--- Listed entries ---
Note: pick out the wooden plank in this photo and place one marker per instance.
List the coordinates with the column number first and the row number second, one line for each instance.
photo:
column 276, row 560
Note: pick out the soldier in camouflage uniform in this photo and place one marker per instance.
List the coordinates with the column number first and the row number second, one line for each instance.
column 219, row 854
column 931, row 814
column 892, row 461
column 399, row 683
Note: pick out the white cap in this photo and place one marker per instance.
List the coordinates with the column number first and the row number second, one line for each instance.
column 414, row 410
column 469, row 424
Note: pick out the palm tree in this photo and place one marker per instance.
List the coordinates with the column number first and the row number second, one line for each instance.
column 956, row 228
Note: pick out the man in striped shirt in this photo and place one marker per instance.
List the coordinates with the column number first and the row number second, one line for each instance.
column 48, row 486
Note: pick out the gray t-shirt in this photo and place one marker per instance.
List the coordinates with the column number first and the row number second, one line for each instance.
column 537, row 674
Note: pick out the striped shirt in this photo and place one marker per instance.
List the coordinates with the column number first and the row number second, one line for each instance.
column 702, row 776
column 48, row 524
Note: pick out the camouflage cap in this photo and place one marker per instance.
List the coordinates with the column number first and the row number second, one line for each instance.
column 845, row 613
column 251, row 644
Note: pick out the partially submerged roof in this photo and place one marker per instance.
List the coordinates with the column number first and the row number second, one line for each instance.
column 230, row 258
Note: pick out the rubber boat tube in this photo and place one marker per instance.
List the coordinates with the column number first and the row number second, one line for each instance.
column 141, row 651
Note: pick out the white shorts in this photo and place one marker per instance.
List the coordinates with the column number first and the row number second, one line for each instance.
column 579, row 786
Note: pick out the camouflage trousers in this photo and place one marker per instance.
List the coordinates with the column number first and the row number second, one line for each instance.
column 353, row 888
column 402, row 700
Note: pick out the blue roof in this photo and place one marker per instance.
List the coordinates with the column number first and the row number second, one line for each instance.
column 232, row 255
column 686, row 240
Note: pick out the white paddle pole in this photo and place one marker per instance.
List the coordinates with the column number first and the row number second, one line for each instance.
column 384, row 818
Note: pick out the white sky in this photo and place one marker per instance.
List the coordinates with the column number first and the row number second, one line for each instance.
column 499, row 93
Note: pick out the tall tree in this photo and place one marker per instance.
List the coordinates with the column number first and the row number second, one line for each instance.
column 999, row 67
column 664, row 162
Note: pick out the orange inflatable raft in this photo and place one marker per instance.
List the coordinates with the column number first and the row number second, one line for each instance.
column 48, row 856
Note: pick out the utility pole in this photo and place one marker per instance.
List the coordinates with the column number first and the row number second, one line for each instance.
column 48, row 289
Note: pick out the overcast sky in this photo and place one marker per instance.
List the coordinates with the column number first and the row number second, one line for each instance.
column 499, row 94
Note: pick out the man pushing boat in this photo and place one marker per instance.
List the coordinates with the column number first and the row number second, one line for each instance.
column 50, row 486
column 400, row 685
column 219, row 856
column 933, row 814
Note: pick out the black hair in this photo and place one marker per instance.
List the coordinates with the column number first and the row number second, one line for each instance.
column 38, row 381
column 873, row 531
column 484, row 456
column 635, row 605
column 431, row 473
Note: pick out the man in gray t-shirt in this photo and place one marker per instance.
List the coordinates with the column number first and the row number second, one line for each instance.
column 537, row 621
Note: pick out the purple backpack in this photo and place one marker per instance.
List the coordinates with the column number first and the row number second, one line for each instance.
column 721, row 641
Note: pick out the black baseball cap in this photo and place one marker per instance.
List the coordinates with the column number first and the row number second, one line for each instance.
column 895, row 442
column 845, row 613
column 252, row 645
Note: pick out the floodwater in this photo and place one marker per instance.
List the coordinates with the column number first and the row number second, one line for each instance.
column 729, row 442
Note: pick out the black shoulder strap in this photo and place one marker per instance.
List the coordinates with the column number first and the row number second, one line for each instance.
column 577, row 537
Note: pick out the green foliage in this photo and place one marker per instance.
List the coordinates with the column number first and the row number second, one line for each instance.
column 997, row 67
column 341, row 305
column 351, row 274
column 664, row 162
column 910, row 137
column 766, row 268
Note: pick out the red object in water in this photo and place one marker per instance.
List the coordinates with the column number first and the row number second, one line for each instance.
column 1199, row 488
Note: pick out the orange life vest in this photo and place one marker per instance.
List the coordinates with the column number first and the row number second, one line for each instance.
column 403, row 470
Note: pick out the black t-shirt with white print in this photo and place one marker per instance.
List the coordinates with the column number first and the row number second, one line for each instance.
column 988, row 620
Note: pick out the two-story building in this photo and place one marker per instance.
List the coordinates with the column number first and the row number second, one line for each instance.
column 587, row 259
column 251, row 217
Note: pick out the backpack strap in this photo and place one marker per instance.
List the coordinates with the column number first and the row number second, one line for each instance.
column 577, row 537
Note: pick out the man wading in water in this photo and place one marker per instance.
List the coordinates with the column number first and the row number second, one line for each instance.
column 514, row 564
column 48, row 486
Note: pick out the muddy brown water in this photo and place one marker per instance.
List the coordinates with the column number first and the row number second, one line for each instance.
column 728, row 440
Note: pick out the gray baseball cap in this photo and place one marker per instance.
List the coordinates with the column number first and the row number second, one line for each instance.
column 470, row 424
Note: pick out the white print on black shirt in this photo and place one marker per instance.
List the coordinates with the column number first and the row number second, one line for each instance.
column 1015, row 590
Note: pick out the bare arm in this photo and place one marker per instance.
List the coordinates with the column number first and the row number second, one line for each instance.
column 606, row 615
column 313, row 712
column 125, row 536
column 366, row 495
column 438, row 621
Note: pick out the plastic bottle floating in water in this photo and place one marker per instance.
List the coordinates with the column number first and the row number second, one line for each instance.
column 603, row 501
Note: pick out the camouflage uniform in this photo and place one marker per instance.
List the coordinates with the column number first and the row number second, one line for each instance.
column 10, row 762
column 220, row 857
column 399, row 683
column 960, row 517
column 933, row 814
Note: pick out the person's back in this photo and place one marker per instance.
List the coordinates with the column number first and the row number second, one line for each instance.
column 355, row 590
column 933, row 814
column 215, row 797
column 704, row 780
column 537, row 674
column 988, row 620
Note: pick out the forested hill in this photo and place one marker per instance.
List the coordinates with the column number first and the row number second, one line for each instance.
---
Put the lines above into a numbered list, leaving out any blank lines.

1. Note: pick out the wooden plank in this photo and place one marker per instance.
2. List the coordinates with the column number first and the row number second, one line for each instance.
3. photo:
4. column 276, row 560
5. Note: pick out the soldier in camouflage uniform in this photo and place one marker per instance.
6. List the coordinates with the column number first and the row number second, one line for each instance.
7. column 219, row 854
8. column 931, row 814
9. column 892, row 461
10. column 399, row 683
11. Note: pick out the white cap in this photo and place one marker per instance.
12. List the coordinates with the column number first and the row number second, one line for each instance.
13. column 414, row 410
14. column 469, row 424
15. Note: pick out the palm tree in this photo and place one marker per instance.
16. List the coordinates with the column number first and the row number second, one line for each instance.
17. column 956, row 228
18. Note: pick out the man in striped shirt in this photo and place one marker per instance.
19. List the coordinates with the column number first and the row number second, one line for each instance.
20. column 48, row 486
21. Note: pick out the gray t-shirt in this photo and place one marker per instance.
22. List the coordinates with the column number first and the row number second, one line for each instance.
23. column 537, row 674
24. Note: pick out the striped shirt in this photo and place one marker per instance.
25. List the coordinates with the column number first and the row number second, one line for each instance.
26. column 702, row 776
27. column 48, row 524
28. Note: pick out the camouflage cap in this photo and place one marker per instance.
29. List the coordinates with the column number first and the row number second, one line for each instance.
30. column 845, row 613
31. column 251, row 644
32. Note: pick out the partially submerged roof in this photo and place one marker per instance.
33. List the coordinates with the column number first and the row number second, one line for each instance.
34. column 230, row 258
35. Note: pick out the rubber boat tube in this photo and place one marker per instance.
36. List the coordinates with the column number first and the row number second, one line for each instance.
37. column 141, row 651
38. Note: pick out the white shorts in this photo and place one marker per instance.
39. List the coordinates with the column number first and the row number second, one line for each instance.
40. column 579, row 786
41. Note: pick out the camouflage trousers in this photo and place one marker per instance.
42. List the coordinates with the column number first and the row number second, one line for each instance.
43. column 353, row 888
44. column 402, row 700
45. Note: pick out the blue roof in this photo and place one marker per instance.
46. List the coordinates with the column number first and the row number second, one line for each instance.
47. column 232, row 255
48. column 686, row 240
49. Note: pick out the white paddle pole in this photo and place one marker per instance.
50. List the coordinates with the column number first and the row number second, one line for each instance.
51. column 384, row 818
52. Note: pick out the white sky in this photo and place one marker per instance.
53. List the coordinates with the column number first and the row number second, one line for each instance.
54. column 499, row 93
55. Note: pick out the tall tree in this photo and place one marker per instance.
56. List the coordinates with the column number first and the row number second, one line for each instance.
57. column 999, row 67
58. column 664, row 162
59. Note: pick out the orange inflatable raft in this photo and place one marker per instance.
60. List the coordinates with the column number first and the row number second, one line for each instance.
61. column 48, row 856
62. Note: pick out the utility pole in this photo and place one marker per instance.
63. List the coordinates with the column number first and the row number second, one line for each instance.
64. column 48, row 289
65. Note: pick out the overcast sky in this photo and place one marker per instance.
66. List the coordinates with the column number first and the row number second, one line for each instance.
67. column 499, row 94
68. Note: pick out the man pushing boat in this photo and place one marker per instance.
69. List the coordinates with the column number first and the row number second, one line for each instance.
70. column 50, row 486
71. column 400, row 685
72. column 219, row 856
73. column 933, row 814
74. Note: pick out the black hair in this photo and place one marker per instance.
75. List the coordinates with the column number first and the row number second, one line for each instance.
76. column 38, row 381
77. column 873, row 531
78. column 484, row 456
79. column 635, row 605
80. column 431, row 473
81. Note: pick out the man in gray t-shirt in this photo and place one marker per instance.
82. List the coordinates with the column number first and the row number second, one line for each instance.
83. column 537, row 621
84. Note: pick out the purple backpack in this photo and place one marker per instance.
85. List the coordinates with the column number first and the row number second, one line for each instance.
86. column 721, row 641
87. Note: pick out the black baseball cap in this photo and place one marker per instance.
88. List the coordinates with the column number first and the row number second, one line for each instance.
89. column 895, row 442
90. column 845, row 613
91. column 252, row 645
92. Note: pick out the floodwater in this photo and place one marker per instance.
93. List the coordinates with the column number first and the row number second, one line for each instance.
94. column 729, row 442
95. Note: pick out the black shoulder strap in this photo and place one marker per instance.
96. List the coordinates with the column number first and the row number second, one line for each instance.
97. column 577, row 537
98. Note: pick out the green foliage in this photo and place one marker per instance.
99. List the coordinates with the column number first and the row number second, one line for each instance.
100. column 997, row 67
101. column 341, row 305
102. column 351, row 274
103. column 664, row 162
104. column 910, row 137
105. column 766, row 268
106. Note: pick out the red object in water in this photo and place one marker per instance.
107. List the coordinates with the column number first and the row number second, one line for each instance.
108. column 1199, row 488
109. Note: pick out the orange life vest in this photo and place one marker per instance.
110. List the coordinates with the column number first and the row number second, one line for each instance.
111. column 403, row 470
112. Note: pick out the black t-shirt with white print in this photo and place one marker per instance.
113. List the coordinates with the column number first and the row number second, one line for each instance.
114. column 988, row 620
115. Note: pick out the two-story building in this photo and place one marker per instance.
116. List the coordinates with the column number first and the row number second, one line for each instance.
117. column 587, row 259
118. column 251, row 217
119. Note: pick out the backpack strap in this photo and place one marker per instance.
120. List the coordinates with the column number first and the row number second, one line for each instance.
121. column 577, row 537
122. Note: pick out the man wading in water in this photo and place one marker per instance.
123. List the coordinates with the column number first and the row number second, one line for each instance.
124. column 514, row 564
125. column 48, row 486
126. Note: pick out the muddy brown water in this photo and place one marker per instance.
127. List the coordinates with the column number first and the row number second, one line for each instance.
128. column 728, row 440
129. Note: pick out the gray baseball cap in this photo and place one marker per instance.
130. List the coordinates with the column number first and the row number second, one line for each instance.
131. column 470, row 424
132. Note: pick out the white print on black shirt in this photo and place one marker per instance.
133. List the coordinates with the column number first and the row number second, one line for each instance.
134. column 1015, row 590
135. Note: pick out the bare arm in this photo and place one marker per instance.
136. List the coordinates with the column number first and the row number second, one line for each instance.
137. column 606, row 615
138. column 313, row 712
139. column 125, row 536
140. column 366, row 495
141. column 438, row 621
142. Note: pick out the plastic bottle floating in water in this photo and place one marker per instance.
143. List the coordinates with the column number first and the row number second, one line for each instance.
144. column 603, row 501
145. Note: pick out the camouflage uniform in this photo and place one marker per instance.
146. List the coordinates with the column number first and the row number second, one line for each instance.
147. column 10, row 762
148. column 220, row 857
149. column 399, row 683
150. column 960, row 517
151. column 933, row 814
152. Note: pick out the person's back in this photo and place one marker per instance.
153. List the coordinates with the column number first and the row number second, one line for each instance.
154. column 355, row 590
155. column 933, row 814
156. column 215, row 797
157. column 704, row 780
158. column 537, row 674
159. column 988, row 620
160. Note: pick out the forested hill in this photo and place one marker per instance.
161. List the coordinates with the column number first and the row number second, one line for each instance.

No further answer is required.